- Your assignment: Exactly as they stand, give the records below again, with no images.

↓

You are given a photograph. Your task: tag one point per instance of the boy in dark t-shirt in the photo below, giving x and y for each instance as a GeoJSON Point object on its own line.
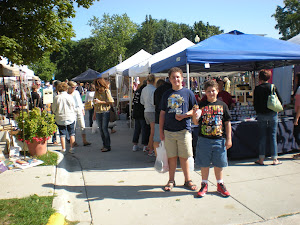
{"type": "Point", "coordinates": [214, 137]}
{"type": "Point", "coordinates": [175, 127]}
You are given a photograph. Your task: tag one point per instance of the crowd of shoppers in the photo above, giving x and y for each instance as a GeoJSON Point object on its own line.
{"type": "Point", "coordinates": [163, 111]}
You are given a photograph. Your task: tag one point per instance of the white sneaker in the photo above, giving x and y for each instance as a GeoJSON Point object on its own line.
{"type": "Point", "coordinates": [145, 148]}
{"type": "Point", "coordinates": [135, 148]}
{"type": "Point", "coordinates": [152, 154]}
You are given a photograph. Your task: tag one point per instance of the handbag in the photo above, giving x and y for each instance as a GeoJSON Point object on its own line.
{"type": "Point", "coordinates": [273, 102]}
{"type": "Point", "coordinates": [112, 115]}
{"type": "Point", "coordinates": [88, 105]}
{"type": "Point", "coordinates": [94, 127]}
{"type": "Point", "coordinates": [161, 163]}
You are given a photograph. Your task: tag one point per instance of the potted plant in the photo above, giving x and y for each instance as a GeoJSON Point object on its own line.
{"type": "Point", "coordinates": [35, 128]}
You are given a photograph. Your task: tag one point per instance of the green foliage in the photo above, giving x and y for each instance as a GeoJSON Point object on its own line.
{"type": "Point", "coordinates": [74, 58]}
{"type": "Point", "coordinates": [111, 34]}
{"type": "Point", "coordinates": [205, 31]}
{"type": "Point", "coordinates": [31, 28]}
{"type": "Point", "coordinates": [116, 35]}
{"type": "Point", "coordinates": [26, 211]}
{"type": "Point", "coordinates": [35, 125]}
{"type": "Point", "coordinates": [44, 68]}
{"type": "Point", "coordinates": [288, 19]}
{"type": "Point", "coordinates": [49, 159]}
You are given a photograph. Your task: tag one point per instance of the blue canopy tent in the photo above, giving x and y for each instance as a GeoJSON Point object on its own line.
{"type": "Point", "coordinates": [233, 51]}
{"type": "Point", "coordinates": [87, 76]}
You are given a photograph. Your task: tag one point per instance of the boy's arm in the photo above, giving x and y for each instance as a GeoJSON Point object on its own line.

↑

- Exercise answer:
You are given a photograph. Your task: tag one point per instance of the boy in dark t-shirt in the photo below, giving x and y for each instance as a GeoJSON Point object on its own line.
{"type": "Point", "coordinates": [214, 137]}
{"type": "Point", "coordinates": [175, 127]}
You are given a photograph. Your task: tag one point per instance of the crowd of shoppers in the photo above, giving x and y for each instance as a GeoJSON Point object on its own line.
{"type": "Point", "coordinates": [163, 111]}
You are given a photograph. Your task: tag one point per instance of the white sneaker in the photo above, giving x and y for each instance as a GeoJSON Point object on its own line.
{"type": "Point", "coordinates": [145, 148]}
{"type": "Point", "coordinates": [135, 148]}
{"type": "Point", "coordinates": [152, 154]}
You are given a photograph. Your task: tag one point per instance of the handbag in the photo above, giving x and y for each instance as a GeoJSON Point object on its own line.
{"type": "Point", "coordinates": [273, 102]}
{"type": "Point", "coordinates": [112, 115]}
{"type": "Point", "coordinates": [88, 105]}
{"type": "Point", "coordinates": [94, 127]}
{"type": "Point", "coordinates": [161, 163]}
You are given a photograph. Your task: tag one point per instance of the potted plant in the photo above, giving x and y for each instance as a GeoJSON Point object on its own line.
{"type": "Point", "coordinates": [35, 128]}
You are given a photograph. Your task: tag one point per instance of the green foliage in the photo above, giving x and y for each instance as a GeoJSON Point object on its own line.
{"type": "Point", "coordinates": [74, 58]}
{"type": "Point", "coordinates": [111, 34]}
{"type": "Point", "coordinates": [205, 31]}
{"type": "Point", "coordinates": [31, 28]}
{"type": "Point", "coordinates": [116, 35]}
{"type": "Point", "coordinates": [26, 211]}
{"type": "Point", "coordinates": [35, 125]}
{"type": "Point", "coordinates": [44, 68]}
{"type": "Point", "coordinates": [288, 19]}
{"type": "Point", "coordinates": [49, 159]}
You are given a photograph. Your task: tag one point per instance of the blue canopy tent in the photo above, giving x and y for each instance as a GeoJSON Point object on its own line.
{"type": "Point", "coordinates": [233, 51]}
{"type": "Point", "coordinates": [87, 76]}
You are given a photograph. Your task: tag one point per instance of the boy's arm in the photo above, giving x and y for each instance as a GeoJSON Point object on its own line.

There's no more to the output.